Non c’è giorno senza che il papa torni a parlare di pace.
Ricevendo il segretario dell’ONU, il ministro degli esteri
irakeno, il premier inglese e così via.
O anche semplicemente affacciandosi alla finestra dello studio.
E’ commovente la tenacia di quest’uomo di Dio che non demorde davanti ad alcuna delusione. Invita i fedeli alla preghiera e al digiuno per il mercoledì
delle ceneri per superare il pericolo della guerra.
Invita incessantemente gli uomini di Stato al dialogo.
Chiede di arrestare l’onda paurosa del riarmo.
Segnala la necessità di popoli che sono alla fame e non possono
permettersi il lusso di profondere ricchezze per esercitare la
violenza.
Condanna il terrorismo e le situazioni di morte.
E invoca il Signore che non può approvare l’odio e la vendetta.
Eccetera.

Che impressione fa un Papa che quasi piange sulle cattiverie umane?

Lascio a lato la furbizia stolida-perversa?- di chi osanna Giovanni
Paolo II quando chiede la pace in Irak e lo disprezza e lo irride
quando richiama i valori della famiglia, della vita e così via.
Scelgano: o il plauso, o il disprezzo.

Il Papa è uno solo e si esprime a partire da una visione
antropologica sintetica: una sola, pure qui.

Vedo, invece, credenti che pur sono tentati di tirare il manto
papale dalla propria parte politica o ideologica.
E’ logica vecchia.
Basta isolare una frase dal contesto e si esalta o si condanna
chiunque: non capitò così anche a Gesù per l’affermazione
circa
il tempio del proprio corpo che egli avrebbe ricostruito in tre
giorni?

O basta mutare chiave di lettura: il Papa annuncia la parola di
salvezza e viene letto come se si recitasse un capitolo del
Principe di Macchiavelli o una pagina di Richelieu.

Questo è pure un modo per tradire il capo della Chiesa.
Quasi fosse il rappresentante di una potenza umana.
Quante divisioni ha l’esercito del Vaticano?

Vorrei procedere ancora un poco e valutare l’entusiasmo di quei
cattolici che si esaltano per i fastigi, per l’autorità, per la
gloria a cui è arrivato il Papa.

» RIGHE DI DATI:
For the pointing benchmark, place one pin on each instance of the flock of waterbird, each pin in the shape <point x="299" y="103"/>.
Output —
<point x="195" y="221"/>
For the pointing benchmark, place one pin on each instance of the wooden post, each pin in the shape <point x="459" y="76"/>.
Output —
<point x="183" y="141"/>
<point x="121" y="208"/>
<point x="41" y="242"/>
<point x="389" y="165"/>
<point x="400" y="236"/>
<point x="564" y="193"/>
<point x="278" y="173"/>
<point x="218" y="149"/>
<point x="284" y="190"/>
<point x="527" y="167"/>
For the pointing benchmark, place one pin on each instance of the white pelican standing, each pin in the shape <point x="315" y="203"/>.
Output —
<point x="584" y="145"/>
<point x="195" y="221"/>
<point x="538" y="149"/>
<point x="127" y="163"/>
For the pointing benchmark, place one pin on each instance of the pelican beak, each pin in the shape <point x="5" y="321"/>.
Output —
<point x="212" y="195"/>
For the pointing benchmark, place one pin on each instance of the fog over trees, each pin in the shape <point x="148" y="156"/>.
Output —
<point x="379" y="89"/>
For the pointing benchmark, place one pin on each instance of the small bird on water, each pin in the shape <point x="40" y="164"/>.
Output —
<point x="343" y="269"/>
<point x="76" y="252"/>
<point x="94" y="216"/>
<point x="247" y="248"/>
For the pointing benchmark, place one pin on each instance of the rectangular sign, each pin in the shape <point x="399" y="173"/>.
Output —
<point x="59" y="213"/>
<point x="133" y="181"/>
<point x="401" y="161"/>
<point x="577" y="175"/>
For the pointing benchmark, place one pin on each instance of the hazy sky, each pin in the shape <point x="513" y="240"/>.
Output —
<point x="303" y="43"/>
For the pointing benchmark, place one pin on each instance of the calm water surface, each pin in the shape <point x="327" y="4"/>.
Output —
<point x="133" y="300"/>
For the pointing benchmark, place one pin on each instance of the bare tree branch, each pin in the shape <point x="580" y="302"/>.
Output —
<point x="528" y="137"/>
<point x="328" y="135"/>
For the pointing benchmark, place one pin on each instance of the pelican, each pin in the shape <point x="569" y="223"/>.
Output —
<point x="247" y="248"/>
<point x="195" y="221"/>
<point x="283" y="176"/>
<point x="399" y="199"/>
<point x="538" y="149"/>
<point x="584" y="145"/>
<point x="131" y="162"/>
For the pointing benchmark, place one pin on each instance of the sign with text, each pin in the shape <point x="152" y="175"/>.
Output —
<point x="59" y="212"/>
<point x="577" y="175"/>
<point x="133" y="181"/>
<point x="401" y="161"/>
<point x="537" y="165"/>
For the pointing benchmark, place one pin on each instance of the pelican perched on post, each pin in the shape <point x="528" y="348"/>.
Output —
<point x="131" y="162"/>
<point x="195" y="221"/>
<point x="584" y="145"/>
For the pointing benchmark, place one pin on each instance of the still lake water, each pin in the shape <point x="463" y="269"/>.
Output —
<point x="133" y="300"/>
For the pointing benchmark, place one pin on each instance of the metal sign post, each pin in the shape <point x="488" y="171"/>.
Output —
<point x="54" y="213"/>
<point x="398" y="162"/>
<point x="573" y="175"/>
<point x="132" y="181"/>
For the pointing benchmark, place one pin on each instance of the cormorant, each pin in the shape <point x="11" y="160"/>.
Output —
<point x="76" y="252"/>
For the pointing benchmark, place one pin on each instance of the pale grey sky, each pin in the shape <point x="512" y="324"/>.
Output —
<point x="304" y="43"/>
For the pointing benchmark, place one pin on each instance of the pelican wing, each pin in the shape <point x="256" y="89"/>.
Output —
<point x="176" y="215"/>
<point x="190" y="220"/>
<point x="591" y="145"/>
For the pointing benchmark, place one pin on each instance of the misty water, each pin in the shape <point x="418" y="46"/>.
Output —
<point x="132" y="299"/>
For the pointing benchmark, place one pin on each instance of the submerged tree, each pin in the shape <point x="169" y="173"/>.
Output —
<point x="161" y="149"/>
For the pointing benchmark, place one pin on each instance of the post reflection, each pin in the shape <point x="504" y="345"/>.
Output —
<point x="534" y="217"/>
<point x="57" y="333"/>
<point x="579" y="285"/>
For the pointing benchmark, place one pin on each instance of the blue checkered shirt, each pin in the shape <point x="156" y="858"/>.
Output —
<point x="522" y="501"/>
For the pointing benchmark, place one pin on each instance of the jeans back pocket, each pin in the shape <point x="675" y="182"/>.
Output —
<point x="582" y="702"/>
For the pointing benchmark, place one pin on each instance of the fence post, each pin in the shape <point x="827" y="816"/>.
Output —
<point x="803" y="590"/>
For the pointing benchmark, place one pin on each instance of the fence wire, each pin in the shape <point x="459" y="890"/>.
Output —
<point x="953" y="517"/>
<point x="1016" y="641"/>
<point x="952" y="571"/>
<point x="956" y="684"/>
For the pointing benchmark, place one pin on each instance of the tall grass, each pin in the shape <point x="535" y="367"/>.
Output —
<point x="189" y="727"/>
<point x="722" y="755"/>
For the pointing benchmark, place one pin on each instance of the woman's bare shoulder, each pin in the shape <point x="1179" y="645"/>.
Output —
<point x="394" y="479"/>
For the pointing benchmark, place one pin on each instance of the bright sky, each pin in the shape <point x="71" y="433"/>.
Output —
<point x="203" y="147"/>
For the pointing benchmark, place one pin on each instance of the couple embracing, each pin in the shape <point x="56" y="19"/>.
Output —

» ISTRUZIONI DI LAVORO:
- a) Per favore, ricopia senza alcuna modifica le righe di dati: parti da quella che contiene "fence wire, each" e arriva fino all'ultima riga di dati, estremi compresi.
- b) Prosegui il brano sul papa e la pace a partire dall'ultima frase riportata.

» RISPOSTE SCRITTE:
- a)
For the pointing benchmark, place one pin on each instance of the fence wire, each pin in the shape <point x="459" y="890"/>.
Output —
<point x="953" y="517"/>
<point x="1016" y="641"/>
<point x="952" y="571"/>
<point x="956" y="684"/>
For the pointing benchmark, place one pin on each instance of the tall grass, each pin in the shape <point x="535" y="367"/>.
Output —
<point x="189" y="727"/>
<point x="722" y="755"/>
For the pointing benchmark, place one pin on each instance of the woman's bare shoulder, each pin in the shape <point x="1179" y="645"/>.
Output —
<point x="394" y="479"/>
For the pointing benchmark, place one pin on each instance of the bright sky, each pin in the shape <point x="71" y="433"/>.
Output —
<point x="203" y="147"/>
For the pointing benchmark, place one pin on each instance of the couple embracing, each pin in the shape <point x="56" y="19"/>.
Output —

- b)
A lui si presentano e si inchinano i responsabili del mondo.
Egli è diventato quasi l’ultimo e unico punto di riferimento per
popoli tra loro nemici.
Egli solo può dire parole significanti e umane.
E richiamare alla speranza e all’impegno per la pace.
Sembra di essere tornati al medioevo quando il Papa incoronava
re e imperatori secondo la concezione gelasiana.
Sembra che riviva quella pagina fulgida di Eusebio di Cesarea
in cui si narra dei vescovi usciti dalla persecuzione e
introdotti nelle sale del palazzo di Costantino dove scoprono di
essere onorati oltre ogni attesa.

Calma.
Che Giovanni Paolo II goda di prestigio universale, lo si può
negare a fatica.
Risulta chiaro che egli si erge come l’estremo tribunale della
storia.
E come il pulpito più alto da cui si predica la fraternità
umana.
Umana perché cristiana.
E senza incrinature.
Senza fragilità.
Senza incertezze.
A lui guardano anche gli appartenenti ad altre religioni e
perfino gli atei o quasi.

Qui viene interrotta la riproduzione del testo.